Records supplied
=== Begin Enclosure ===

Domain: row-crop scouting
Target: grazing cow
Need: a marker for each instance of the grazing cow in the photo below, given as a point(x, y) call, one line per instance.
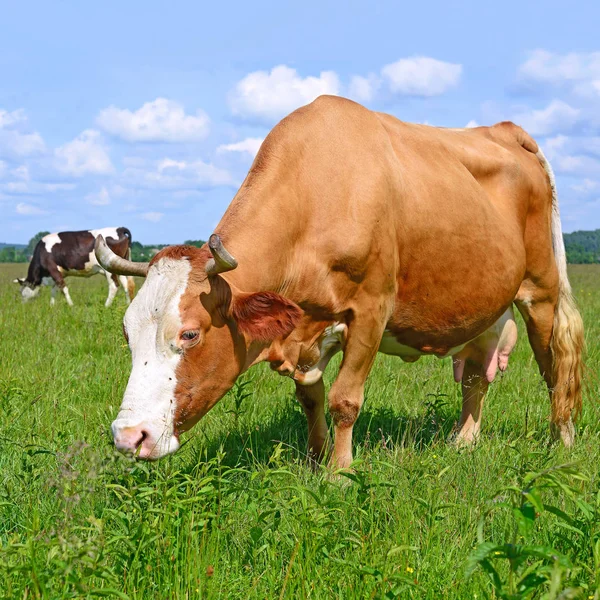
point(59, 255)
point(357, 232)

=== End Enclosure ===

Task objective
Output each line above exactly. Skip the images.

Output for this task
Domain: row-crop scouting
Target: grazing cow
Need: a marker for each instance of the grazing cow in the photo below, given as a point(x, y) call, one line per instance.
point(59, 255)
point(357, 232)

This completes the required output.